▶ _TEXT TO READ_:
----------------

Proactive, but not aggressive.
And counterbalancing the risk taking, there's the certainty that comes at some point as well.
And counterbalancing the proactive capacity is the profound ability of the jun zi to ACCEPT.
Dynamic balance, based on an understanding of how things work combined with the divine guidance/inspiration that comes when you're in a state of balance.
The jun zi balances toughness and generosity.
The jun zi balances intellect, emotion and physicality. Action and non-action.
From where I'm looking, it's the dynamic balance of the jun zi that's key.
“Through anxiousness and fear sets in order and examines”, what an interesting appearance of contradiction from the expressionless and detached sage, so often depicted as this person we are allegedly working to become. This isn’t a person who hides in the background, secure in their innocence and rightness through merely holding their tongue. This is a risk taker and a proactive youth.
While I was reading LiSe text , I had the image of a stone. Detached from a big rock, an unshaped piece of rock , rolling passing through mountains, lakes, river , hit by thunder, warmed by fire day by day takes a shape.
Like the pieces of broken glass bottles we found in the sea which after a long time look like little gems
This is where we disagree on a certain point, at least I think so. For example, you say not a foolish risk taker, and yet Kan/water/29 involves foolish risks, as well as even the possibilities of obsessions and habits - what some readily refer to as "issues".
This pristine Buddha-like image we have of the Junzi is something I just do not find in the Yijing. An individualist Zen monk, perhaps.
While discussing this subject today, LiSe and I asked the Yi, what is the Junzi? 50.3,4 - 4. We both laughed and agreed, that it's a beautiful answer. This Junzi, tripping, spilling the cauldron, making mistakes, impeding his "normal" way of living for that of a sincerely seeking fool. This is the Junzi I find.
One of the things I like about this is that it potentially puts everyone in touch with their Junzi, not just the elitist few who are full of themselves and condescend to those who are perceived to be lesser informed.
I do agree with you about the balancing points, however. The Junzi isn't a wildman who fell off the deep end, but neither is he this quiet saint, he's so often portrayed as.
Dobro, my experience is that meditation is great for staying on track if you found one. Even if it is only a beginning. But for 'searching' for it, walking meditation is more effective. Every time you encounter something disturbing, you stay free from it.
About the age/experience of junzi, Hilary’s comment makes the most sense to me, that he starts out young and matures over time. But I also think there is the idea that in maturing he never loses the flexible nature of his youth. He is still willing and able to change for the better, not set fast in his ways, as most people become as they grow old. In this sense he grows ageless.
How different this is from the common way: starting out unknowing, learning through school and experience, determining “the truth”, becoming set in cement in his limited understanding, no longer able to move and grow beyond those rigid rules, he’s made for himself years ago. Thus his junzi died an early death, and now he lives on as an old man.

----------------

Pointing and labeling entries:
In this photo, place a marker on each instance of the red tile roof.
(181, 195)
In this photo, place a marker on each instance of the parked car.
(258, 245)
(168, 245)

----------------

In the junzi discussion, which three things does the jun zi balance?

Intellect, emotion and physicality.